* Start DATA *

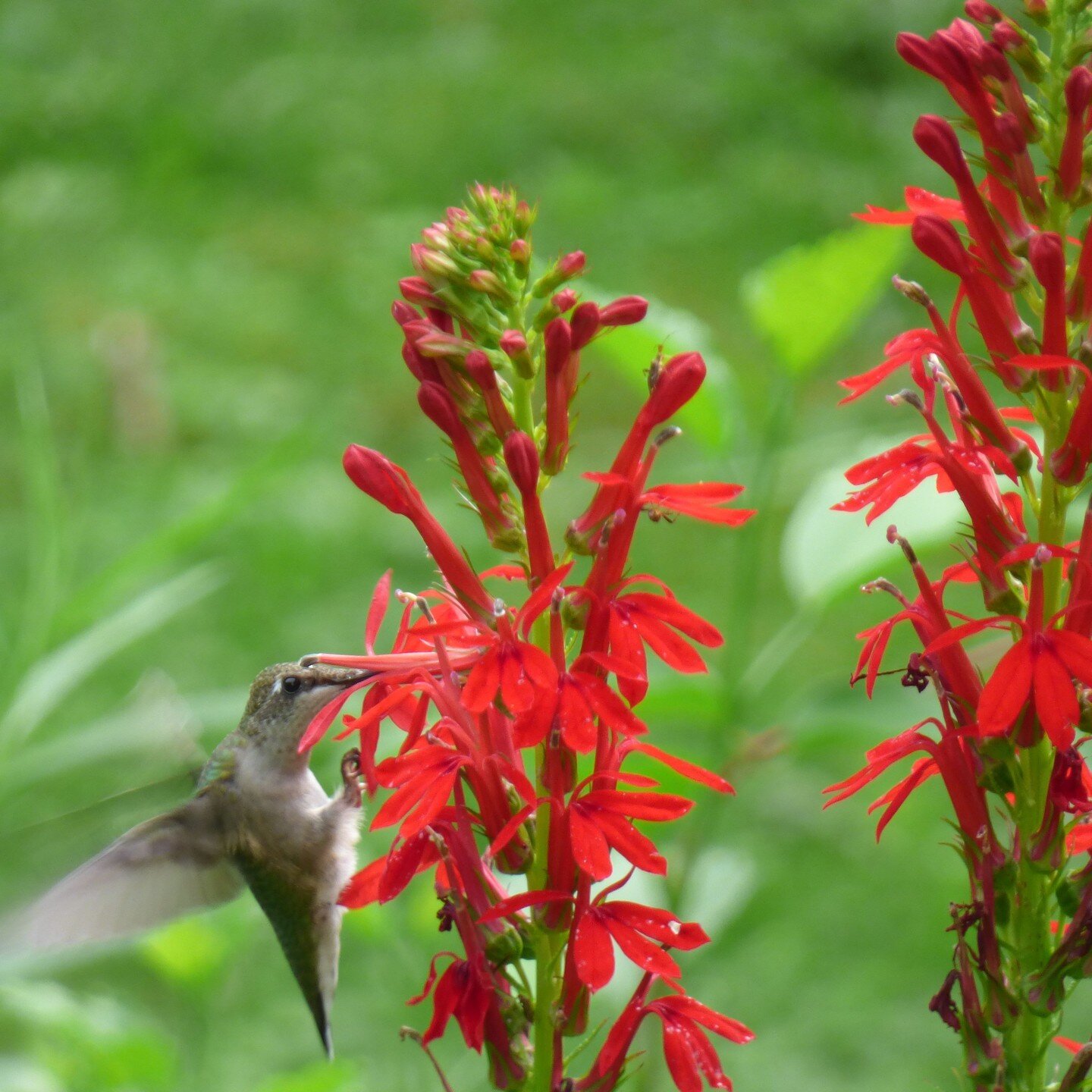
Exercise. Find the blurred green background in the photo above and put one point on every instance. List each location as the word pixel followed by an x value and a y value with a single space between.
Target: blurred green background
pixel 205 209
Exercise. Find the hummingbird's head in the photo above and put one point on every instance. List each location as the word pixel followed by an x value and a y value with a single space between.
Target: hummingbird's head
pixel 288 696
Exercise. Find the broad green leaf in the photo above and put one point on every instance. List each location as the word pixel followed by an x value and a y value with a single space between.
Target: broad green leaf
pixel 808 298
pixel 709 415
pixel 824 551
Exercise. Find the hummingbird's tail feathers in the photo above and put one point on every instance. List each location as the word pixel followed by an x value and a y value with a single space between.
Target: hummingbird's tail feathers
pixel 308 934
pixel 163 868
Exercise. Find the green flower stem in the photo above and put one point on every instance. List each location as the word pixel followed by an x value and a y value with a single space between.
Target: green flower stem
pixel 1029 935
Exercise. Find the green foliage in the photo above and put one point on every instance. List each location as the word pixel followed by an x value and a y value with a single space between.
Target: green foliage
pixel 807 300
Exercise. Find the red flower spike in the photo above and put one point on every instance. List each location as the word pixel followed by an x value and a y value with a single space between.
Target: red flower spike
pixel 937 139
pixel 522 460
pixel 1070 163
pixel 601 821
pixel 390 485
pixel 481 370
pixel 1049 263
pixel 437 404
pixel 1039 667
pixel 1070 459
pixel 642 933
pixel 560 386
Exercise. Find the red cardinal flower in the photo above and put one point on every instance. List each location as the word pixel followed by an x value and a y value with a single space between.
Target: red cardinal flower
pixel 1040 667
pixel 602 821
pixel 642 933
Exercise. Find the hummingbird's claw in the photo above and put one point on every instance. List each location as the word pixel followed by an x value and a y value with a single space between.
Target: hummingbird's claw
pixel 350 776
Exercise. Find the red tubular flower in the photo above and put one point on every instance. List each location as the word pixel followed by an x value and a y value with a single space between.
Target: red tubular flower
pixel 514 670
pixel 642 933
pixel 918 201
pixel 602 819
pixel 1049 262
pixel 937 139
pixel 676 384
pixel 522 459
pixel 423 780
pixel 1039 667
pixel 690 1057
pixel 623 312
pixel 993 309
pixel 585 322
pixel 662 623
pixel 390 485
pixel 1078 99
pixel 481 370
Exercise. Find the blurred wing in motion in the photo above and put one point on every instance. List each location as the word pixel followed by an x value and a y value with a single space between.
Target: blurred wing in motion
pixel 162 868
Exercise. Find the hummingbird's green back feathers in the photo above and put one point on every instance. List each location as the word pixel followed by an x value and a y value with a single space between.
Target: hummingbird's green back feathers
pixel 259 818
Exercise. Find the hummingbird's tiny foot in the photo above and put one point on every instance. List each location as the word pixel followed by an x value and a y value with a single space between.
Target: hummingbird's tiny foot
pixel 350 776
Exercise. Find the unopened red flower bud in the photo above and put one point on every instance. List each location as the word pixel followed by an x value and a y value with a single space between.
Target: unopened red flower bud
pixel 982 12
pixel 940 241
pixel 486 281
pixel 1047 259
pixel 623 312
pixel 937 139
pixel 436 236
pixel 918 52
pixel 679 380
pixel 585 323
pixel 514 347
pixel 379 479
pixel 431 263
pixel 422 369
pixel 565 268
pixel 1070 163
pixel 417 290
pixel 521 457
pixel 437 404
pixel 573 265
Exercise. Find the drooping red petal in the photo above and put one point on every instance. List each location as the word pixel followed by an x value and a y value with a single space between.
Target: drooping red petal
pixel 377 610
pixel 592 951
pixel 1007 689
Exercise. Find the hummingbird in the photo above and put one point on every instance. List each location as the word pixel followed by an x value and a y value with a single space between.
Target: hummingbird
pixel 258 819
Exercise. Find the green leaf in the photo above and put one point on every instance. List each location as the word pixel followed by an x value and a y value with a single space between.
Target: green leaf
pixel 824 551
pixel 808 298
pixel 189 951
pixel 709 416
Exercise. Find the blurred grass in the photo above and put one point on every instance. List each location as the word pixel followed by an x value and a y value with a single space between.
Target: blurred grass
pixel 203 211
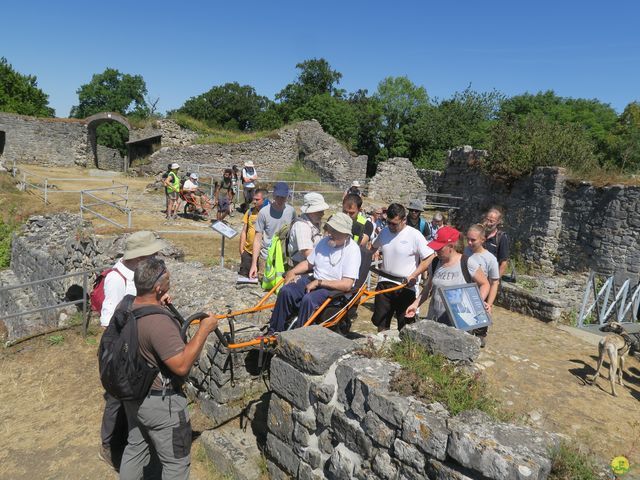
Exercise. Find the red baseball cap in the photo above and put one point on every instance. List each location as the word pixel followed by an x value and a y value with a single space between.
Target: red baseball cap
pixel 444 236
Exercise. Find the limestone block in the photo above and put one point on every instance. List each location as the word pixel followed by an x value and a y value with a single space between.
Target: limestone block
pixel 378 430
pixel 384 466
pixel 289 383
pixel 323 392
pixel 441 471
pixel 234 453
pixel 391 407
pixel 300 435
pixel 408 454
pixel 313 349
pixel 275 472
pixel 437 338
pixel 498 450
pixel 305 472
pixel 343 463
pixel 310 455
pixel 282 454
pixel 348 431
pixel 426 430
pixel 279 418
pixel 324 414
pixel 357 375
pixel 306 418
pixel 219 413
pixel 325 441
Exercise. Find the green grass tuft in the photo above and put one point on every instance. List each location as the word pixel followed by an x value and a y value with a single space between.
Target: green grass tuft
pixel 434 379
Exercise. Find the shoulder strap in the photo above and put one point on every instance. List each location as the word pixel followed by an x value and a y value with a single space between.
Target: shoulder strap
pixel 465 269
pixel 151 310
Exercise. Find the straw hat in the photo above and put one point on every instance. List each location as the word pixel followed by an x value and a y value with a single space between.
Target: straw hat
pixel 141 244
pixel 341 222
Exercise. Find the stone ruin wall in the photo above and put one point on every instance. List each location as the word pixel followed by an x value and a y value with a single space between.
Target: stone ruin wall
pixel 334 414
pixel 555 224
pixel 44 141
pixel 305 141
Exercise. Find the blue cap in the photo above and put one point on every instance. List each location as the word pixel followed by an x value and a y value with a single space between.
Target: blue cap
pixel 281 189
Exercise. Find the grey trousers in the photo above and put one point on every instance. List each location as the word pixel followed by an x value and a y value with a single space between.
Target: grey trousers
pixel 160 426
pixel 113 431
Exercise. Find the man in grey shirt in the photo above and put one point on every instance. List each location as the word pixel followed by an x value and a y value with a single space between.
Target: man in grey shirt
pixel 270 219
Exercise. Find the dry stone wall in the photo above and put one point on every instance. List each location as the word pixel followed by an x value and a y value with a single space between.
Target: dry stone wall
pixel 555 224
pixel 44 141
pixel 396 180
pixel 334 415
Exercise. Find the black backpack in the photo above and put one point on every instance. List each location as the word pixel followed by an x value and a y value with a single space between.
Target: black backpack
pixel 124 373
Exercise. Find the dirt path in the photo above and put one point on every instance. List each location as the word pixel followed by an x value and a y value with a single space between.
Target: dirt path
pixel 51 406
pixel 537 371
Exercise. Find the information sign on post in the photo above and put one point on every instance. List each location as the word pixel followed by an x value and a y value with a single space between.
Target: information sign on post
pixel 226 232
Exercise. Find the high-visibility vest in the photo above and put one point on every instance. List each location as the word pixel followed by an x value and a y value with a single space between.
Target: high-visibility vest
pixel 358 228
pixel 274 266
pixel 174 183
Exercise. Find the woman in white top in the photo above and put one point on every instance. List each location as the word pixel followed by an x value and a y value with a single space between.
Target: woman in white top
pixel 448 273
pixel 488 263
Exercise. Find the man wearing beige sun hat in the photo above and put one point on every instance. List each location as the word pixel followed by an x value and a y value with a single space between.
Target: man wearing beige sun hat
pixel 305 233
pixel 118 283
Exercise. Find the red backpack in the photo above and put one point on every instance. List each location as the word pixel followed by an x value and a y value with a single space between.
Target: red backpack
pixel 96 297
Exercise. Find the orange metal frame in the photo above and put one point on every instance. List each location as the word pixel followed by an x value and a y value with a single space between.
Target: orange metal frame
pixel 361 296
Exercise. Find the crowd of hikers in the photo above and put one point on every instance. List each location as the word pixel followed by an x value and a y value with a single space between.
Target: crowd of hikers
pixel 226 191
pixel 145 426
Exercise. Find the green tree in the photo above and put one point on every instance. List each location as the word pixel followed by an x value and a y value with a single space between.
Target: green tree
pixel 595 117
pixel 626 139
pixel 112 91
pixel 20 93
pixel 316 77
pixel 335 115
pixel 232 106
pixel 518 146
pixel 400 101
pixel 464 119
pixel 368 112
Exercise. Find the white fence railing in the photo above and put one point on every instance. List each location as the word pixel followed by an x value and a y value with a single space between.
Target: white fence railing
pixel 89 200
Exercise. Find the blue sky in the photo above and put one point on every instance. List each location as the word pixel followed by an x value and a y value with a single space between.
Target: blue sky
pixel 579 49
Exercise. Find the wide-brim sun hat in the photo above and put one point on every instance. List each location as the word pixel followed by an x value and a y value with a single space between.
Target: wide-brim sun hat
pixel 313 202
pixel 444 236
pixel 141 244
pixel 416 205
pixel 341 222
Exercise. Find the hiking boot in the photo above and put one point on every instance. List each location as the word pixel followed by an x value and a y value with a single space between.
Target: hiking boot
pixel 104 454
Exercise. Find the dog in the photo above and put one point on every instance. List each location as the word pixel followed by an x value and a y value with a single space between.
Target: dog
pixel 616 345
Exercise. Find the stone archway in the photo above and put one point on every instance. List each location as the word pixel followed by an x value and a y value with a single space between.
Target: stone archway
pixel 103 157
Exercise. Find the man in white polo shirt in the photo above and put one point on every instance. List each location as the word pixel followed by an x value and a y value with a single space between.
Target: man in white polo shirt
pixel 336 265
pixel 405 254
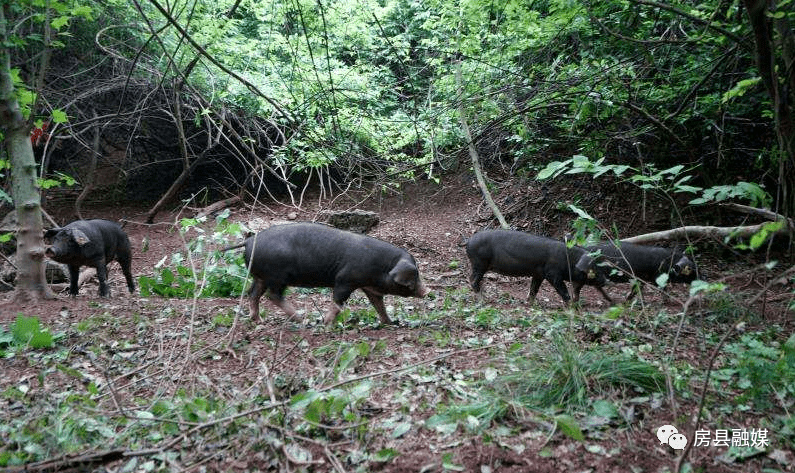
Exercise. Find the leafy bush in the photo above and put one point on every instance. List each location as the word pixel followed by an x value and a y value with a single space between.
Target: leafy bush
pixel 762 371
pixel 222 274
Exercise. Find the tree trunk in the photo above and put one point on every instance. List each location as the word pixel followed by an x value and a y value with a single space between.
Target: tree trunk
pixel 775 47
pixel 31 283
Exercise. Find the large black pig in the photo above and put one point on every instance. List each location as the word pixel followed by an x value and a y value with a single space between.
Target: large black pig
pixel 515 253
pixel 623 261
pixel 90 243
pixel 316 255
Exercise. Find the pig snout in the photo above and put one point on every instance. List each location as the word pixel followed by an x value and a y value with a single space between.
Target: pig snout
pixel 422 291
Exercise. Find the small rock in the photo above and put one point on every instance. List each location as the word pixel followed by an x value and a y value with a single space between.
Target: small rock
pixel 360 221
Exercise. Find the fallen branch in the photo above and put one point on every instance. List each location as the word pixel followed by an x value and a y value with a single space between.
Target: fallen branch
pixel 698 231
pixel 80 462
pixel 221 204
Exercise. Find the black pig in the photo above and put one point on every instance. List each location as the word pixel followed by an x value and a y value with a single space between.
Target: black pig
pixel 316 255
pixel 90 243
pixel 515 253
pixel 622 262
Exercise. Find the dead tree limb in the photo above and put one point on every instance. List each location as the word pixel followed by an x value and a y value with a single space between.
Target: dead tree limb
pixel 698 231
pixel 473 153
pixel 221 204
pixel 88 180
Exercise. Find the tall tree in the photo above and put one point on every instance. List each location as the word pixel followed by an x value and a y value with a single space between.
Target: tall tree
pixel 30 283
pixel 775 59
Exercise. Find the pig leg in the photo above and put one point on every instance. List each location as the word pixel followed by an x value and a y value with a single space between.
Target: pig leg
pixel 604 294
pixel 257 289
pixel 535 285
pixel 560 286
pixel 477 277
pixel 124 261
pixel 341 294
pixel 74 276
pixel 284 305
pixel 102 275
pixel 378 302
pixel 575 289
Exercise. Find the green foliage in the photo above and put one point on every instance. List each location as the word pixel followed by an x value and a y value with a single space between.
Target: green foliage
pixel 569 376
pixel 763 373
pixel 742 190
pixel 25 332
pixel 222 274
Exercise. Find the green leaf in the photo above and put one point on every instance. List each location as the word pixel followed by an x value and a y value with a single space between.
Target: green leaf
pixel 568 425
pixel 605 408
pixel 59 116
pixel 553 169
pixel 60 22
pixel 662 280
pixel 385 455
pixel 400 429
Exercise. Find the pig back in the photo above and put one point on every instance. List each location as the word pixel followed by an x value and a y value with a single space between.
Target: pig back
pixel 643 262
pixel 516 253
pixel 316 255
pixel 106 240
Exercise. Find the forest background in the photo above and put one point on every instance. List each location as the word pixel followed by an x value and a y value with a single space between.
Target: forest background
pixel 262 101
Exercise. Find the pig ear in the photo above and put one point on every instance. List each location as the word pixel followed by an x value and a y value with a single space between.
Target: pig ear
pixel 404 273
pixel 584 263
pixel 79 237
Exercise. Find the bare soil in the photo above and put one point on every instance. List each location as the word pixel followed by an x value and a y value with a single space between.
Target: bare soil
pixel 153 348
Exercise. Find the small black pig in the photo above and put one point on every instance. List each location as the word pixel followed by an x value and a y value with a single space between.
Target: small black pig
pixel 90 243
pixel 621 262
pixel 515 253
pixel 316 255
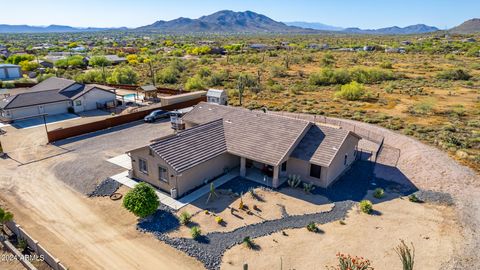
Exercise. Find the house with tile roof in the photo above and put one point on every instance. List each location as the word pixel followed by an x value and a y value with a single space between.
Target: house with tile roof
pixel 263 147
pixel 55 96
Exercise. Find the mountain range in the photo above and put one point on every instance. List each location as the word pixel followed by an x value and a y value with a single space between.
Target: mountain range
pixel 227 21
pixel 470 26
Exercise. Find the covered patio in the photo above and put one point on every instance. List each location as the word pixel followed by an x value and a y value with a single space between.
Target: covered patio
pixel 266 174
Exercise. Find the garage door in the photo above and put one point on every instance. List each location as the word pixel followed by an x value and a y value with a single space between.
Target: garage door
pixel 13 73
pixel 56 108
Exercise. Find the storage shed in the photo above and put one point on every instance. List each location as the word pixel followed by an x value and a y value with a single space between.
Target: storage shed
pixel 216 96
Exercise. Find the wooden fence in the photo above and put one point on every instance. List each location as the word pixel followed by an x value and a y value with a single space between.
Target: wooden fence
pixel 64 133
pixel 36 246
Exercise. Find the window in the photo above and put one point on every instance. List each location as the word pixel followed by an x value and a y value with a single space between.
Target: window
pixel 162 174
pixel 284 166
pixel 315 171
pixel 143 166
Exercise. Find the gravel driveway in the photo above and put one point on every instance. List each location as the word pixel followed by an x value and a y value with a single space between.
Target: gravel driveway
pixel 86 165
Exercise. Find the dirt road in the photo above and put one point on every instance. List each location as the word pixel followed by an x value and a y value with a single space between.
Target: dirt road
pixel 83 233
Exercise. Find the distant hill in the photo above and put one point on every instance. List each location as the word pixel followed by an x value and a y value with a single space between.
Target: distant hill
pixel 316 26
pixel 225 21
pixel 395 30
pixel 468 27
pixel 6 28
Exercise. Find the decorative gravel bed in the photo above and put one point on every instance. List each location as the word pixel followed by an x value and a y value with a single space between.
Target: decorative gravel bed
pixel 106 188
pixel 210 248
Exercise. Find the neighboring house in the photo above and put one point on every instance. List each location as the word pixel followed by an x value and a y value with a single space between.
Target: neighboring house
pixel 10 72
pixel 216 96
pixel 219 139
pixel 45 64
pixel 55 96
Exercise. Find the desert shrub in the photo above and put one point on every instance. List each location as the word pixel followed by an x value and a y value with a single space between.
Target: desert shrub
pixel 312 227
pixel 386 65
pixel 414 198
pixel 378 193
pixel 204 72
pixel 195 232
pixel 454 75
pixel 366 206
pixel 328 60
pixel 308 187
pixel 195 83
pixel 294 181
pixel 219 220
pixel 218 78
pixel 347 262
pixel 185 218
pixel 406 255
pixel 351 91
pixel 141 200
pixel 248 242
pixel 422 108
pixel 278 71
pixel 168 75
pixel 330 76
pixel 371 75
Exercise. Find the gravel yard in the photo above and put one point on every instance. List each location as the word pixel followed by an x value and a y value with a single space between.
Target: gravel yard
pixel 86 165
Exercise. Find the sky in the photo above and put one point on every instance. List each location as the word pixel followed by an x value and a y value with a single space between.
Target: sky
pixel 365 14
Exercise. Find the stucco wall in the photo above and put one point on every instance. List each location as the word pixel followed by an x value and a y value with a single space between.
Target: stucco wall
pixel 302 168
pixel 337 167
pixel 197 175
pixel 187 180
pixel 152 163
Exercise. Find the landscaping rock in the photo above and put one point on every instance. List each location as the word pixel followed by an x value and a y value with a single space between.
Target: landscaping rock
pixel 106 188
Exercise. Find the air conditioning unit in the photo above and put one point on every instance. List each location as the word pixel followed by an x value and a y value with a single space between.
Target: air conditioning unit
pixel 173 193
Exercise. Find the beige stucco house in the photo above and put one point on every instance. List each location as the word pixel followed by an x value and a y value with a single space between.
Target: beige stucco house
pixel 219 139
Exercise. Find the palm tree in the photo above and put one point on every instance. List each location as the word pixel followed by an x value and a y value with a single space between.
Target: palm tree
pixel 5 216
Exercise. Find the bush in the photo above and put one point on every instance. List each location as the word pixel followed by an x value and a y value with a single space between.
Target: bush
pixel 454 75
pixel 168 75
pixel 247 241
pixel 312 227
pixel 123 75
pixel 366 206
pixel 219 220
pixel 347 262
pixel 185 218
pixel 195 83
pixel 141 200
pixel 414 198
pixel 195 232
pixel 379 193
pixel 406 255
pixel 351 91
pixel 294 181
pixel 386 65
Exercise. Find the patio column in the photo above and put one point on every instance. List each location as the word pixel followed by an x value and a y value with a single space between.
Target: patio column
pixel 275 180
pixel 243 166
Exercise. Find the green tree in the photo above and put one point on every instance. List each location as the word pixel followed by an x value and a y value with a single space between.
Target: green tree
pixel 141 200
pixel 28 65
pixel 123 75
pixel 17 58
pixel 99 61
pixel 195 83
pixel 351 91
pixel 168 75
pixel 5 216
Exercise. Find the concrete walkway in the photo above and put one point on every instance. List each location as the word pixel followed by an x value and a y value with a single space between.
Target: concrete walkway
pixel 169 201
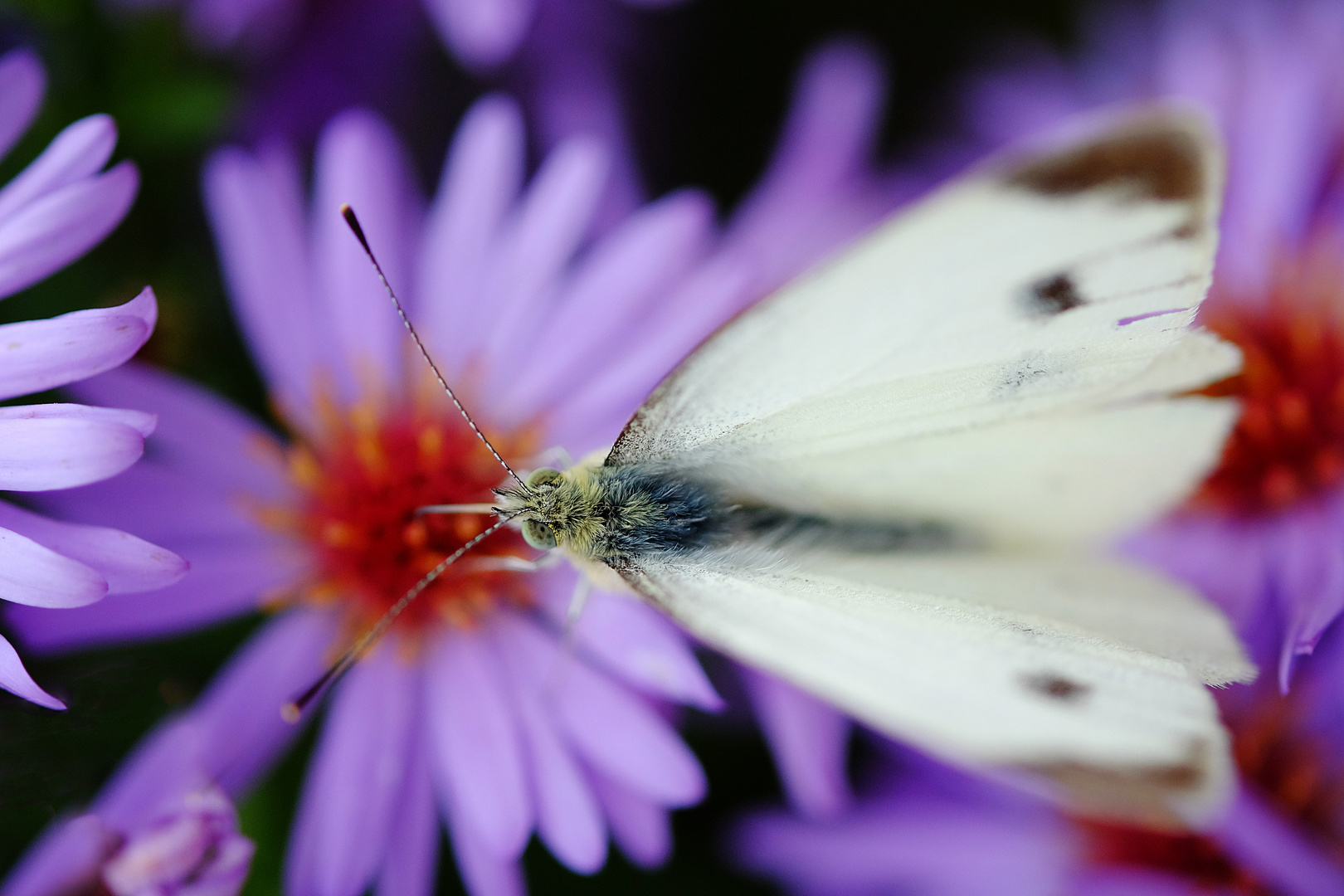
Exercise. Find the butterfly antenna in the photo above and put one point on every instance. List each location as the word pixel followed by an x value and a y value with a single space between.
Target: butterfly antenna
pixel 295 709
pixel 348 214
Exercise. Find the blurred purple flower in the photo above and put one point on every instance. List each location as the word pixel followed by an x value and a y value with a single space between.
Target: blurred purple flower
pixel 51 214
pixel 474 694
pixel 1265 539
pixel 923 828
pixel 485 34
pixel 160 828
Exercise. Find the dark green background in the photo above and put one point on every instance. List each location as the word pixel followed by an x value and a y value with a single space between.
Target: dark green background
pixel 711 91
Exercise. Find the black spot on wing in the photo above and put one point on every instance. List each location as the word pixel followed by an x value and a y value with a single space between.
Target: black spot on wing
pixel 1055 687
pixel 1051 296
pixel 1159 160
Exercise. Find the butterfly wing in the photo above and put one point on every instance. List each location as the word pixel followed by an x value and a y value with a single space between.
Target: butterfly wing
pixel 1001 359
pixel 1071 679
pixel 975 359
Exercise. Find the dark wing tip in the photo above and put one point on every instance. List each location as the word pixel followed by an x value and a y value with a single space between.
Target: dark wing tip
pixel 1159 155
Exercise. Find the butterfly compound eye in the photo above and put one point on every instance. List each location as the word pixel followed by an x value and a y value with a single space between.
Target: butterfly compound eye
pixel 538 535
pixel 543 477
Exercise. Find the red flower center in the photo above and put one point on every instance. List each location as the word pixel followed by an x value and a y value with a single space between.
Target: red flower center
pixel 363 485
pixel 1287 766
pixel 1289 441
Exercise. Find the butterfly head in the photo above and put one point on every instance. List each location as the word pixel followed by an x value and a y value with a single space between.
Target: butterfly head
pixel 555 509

* End DATA *

WRITTEN TASK: Update the lines starting at the one containing "Exercise. Find the hummingbird's claw" and ending at the one containing "pixel 259 818" so that "hummingbird's" becomes "bird's" everywhere, leaving everything else unchanged, and give only those lines.

TASK RESULT:
Exercise. Find the bird's claw in the photo above and put one point on every instance. List each location as the word pixel followed by an x value and a y value with a single space between.
Target: bird's claw
pixel 350 776
Exercise. Find the red tubular flower in the photo above and put one point on every instance. List each location as the word pixel followed by an x value and a y value with a single space between.
Target: red tubular flower
pixel 514 670
pixel 642 933
pixel 918 201
pixel 602 819
pixel 1049 262
pixel 937 139
pixel 676 384
pixel 522 459
pixel 423 780
pixel 1039 667
pixel 690 1057
pixel 623 312
pixel 993 309
pixel 585 322
pixel 662 623
pixel 390 485
pixel 1078 99
pixel 481 370
Exercise. Find the blurred wing in motion in the photo above and put one point on every instance. List each location as the word pixel followed by an x value and a y value with a single space between.
Target: blurred wing in motion
pixel 162 868
Exercise. Find the bird's green back feathers in the photo above and put one point on every instance. List each location as the word pixel followed by an x value and a y value with a single space between.
Target: bird's green back feathers
pixel 259 818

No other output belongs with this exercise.